▸ **Отрывок текста**:
К весне я вдруг тяжело заболела, признали гепатит, попросту, желтуху. Болела долго и только в Ижевске, в республиканской больнице, меня поставили на ноги.

Новый учебный год начался торжественно и празднично. Но что-то мне опять стало нездоровиться. Мы ждали ребёнка и боялись за его жизнь. Коля решил уехать из Нылги.

Работая в школе, он писал небольшие стихи, статьи, печатался в районной газете. Послал письмо редактору газеты «Советской Удмуртия» П.М. Яшину с просьбой взять на работу. Ответ пришёл положительный.

Мы стали собираться в дорогу. Скарб у нас был небольшой. За полтора года приобрели диван, раздвижной стол, этажерку, кровать, несколько десятков книг, кое-что из кухонной утвари. Провожать вышла вся школа: учителя, ученики, уборщицы. Как мы добирались вспоминать и смешно, и горько. Середина ХХ-го века – 1958 год, конец февраля. Выехали из Нылги на тракторе в 11 часов утра, в Ижевск прибыли ровно в 11 часов вечера. Родители приняли нас радушно, несмотря на то, что площадь их комнаты составляла всего 16 кв.м. Папа сказал: «В тесноте, да не в обиде».

А через несколько дней, 8-го марта, у нас родился сын. Это был первый день работы Николая в редакции. Этот день он считал самым счастливым в своей жизни.

 

 

Глава 5

 

Устроился он в редакции газеты «Советской Удмуртия» литсотрудником. Сначала не всё получалось, но постепенно перо оттачивалось, приобретались навыки журналисткой работы. Прежде чем Николай приобрёл опыт, ему пришлось пройти через все отделы. Больше всего ему нравилось в отделах партийной жизни и советской работы. Вообще ему импонировала атмосфера в редакции: деловитость, чёткость, обязательность, внимательное отношение к читателям, авторам. Он всегда с благодарностью вспоминал тех, с кем начинал, кто его учил, с кем работал бок о бок. Это были настоящие единомышленники: А.Н. Кузнецов, М.И. Абрамов (товарищи по институту), молодой П.В Ёлкин, Л.П. Ураков, В.Е. Рысьев, Д.Н. Леконцев, С.В.Шкляев, с которым до конца дней сохранял дружеские отношения, М.А. Перевощиков, В.М. Михайлов. Это были аксакалы удмуртской журналистики.

▸ **О задании**:
Скопируйте без изменений кусок из воспоминаний выше: от слов «Работая в школе, он» до слов «Ответ пришёл положительный.» включительно.

▸ **Сохранённые записи данных**:
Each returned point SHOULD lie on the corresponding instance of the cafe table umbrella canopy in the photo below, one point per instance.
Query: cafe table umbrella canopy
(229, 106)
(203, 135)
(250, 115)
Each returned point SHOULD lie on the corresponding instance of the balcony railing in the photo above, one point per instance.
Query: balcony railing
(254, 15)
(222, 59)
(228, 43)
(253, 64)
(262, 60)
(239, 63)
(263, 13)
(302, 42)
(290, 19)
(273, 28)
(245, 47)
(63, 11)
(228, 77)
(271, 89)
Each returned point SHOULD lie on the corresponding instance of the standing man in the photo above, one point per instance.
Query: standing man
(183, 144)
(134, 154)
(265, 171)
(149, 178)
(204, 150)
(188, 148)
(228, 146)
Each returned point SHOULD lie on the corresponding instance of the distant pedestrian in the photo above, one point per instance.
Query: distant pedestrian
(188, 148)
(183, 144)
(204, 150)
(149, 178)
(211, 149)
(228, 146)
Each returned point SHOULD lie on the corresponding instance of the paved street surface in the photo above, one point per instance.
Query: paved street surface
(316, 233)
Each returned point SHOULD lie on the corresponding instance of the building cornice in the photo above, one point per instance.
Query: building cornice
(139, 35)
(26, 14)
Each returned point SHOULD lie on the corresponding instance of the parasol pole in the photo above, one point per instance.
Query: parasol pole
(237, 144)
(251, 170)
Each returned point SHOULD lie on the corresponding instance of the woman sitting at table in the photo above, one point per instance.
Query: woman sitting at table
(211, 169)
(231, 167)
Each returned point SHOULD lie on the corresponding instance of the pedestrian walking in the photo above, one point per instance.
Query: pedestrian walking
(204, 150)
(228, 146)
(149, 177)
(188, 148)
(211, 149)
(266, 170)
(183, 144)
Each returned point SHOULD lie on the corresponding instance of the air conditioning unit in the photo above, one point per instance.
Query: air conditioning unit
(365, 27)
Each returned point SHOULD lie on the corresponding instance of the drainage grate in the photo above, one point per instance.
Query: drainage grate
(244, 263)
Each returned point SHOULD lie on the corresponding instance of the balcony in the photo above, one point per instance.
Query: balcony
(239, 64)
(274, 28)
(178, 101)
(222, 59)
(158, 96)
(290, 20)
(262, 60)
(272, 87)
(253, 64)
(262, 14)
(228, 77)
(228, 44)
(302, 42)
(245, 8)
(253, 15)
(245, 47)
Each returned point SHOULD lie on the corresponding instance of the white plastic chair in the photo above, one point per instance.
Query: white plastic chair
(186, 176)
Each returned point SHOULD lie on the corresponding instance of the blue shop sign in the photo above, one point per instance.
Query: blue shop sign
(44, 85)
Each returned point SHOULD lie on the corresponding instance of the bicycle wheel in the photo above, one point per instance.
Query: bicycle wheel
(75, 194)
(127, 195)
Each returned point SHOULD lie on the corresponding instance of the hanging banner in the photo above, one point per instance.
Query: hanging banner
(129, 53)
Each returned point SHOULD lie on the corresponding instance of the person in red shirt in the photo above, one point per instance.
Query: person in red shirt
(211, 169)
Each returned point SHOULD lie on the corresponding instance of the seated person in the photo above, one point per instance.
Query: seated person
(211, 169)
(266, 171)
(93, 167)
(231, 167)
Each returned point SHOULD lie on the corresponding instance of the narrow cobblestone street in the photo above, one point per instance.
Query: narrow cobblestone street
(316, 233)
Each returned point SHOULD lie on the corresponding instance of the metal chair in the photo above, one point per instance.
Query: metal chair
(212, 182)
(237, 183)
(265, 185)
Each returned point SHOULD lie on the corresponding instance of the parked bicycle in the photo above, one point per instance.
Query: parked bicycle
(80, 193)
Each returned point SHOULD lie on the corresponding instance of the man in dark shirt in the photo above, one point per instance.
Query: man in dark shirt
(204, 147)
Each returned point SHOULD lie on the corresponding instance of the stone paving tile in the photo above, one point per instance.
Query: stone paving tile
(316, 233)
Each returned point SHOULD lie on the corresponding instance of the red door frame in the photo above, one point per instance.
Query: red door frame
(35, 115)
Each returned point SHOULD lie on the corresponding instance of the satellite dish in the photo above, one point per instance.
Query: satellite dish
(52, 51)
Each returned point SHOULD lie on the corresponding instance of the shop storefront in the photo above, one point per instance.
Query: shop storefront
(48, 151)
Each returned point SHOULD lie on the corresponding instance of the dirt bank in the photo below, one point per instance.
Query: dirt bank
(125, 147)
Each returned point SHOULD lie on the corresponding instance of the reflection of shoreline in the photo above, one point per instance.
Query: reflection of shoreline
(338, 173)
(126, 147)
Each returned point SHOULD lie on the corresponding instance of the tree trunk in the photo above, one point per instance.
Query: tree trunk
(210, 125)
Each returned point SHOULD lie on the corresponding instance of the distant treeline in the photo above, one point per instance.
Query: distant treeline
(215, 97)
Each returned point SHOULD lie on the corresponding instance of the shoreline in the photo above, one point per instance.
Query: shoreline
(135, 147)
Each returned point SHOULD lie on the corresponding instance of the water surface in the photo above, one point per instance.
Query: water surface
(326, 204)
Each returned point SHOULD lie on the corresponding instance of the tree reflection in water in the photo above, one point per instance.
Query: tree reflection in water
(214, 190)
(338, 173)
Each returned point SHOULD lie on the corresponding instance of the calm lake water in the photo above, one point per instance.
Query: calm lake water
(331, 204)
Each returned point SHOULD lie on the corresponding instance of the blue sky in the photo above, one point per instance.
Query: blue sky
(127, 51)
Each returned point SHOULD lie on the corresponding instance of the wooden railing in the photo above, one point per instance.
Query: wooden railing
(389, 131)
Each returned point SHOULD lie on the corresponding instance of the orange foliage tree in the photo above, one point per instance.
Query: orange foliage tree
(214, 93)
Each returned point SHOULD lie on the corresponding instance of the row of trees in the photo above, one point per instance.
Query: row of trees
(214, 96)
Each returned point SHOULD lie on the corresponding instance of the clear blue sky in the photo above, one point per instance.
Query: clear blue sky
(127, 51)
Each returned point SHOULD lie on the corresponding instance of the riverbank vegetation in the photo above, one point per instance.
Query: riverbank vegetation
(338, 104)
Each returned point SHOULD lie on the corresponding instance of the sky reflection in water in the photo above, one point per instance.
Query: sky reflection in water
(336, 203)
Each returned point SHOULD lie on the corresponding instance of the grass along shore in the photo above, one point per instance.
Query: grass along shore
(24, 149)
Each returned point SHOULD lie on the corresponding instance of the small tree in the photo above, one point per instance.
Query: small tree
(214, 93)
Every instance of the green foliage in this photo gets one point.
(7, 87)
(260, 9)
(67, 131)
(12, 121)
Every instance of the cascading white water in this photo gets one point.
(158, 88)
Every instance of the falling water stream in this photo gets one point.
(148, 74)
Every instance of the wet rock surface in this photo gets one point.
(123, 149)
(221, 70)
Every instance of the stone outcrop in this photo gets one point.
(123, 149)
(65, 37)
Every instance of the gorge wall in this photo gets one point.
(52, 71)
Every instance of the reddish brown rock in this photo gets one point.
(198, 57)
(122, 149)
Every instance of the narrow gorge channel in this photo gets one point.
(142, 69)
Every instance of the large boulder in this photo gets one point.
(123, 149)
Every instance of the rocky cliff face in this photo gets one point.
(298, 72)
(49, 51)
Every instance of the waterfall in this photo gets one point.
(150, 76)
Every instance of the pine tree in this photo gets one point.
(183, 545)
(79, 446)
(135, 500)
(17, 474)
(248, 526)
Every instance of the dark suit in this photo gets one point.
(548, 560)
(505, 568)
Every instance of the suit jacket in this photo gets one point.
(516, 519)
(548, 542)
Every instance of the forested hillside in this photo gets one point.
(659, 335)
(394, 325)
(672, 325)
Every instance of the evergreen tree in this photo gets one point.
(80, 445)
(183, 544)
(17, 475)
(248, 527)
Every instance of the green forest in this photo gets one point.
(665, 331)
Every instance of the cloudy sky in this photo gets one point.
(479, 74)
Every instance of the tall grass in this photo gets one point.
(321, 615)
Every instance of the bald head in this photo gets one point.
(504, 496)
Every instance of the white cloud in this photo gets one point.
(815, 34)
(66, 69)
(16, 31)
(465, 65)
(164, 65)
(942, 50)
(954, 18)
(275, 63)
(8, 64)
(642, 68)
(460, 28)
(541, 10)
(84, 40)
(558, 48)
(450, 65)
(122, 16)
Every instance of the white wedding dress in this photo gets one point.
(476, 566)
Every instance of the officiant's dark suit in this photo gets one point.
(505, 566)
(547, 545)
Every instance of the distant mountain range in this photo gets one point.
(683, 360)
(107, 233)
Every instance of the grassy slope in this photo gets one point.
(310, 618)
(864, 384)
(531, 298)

▸ **Решение задания**:
Работая в школе, он писал небольшие стихи, статьи, печатался в районной газете. Послал письмо редактору газеты «Советской Удмуртия» П.М. Яшину с просьбой взять на работу. Ответ пришёл положительный.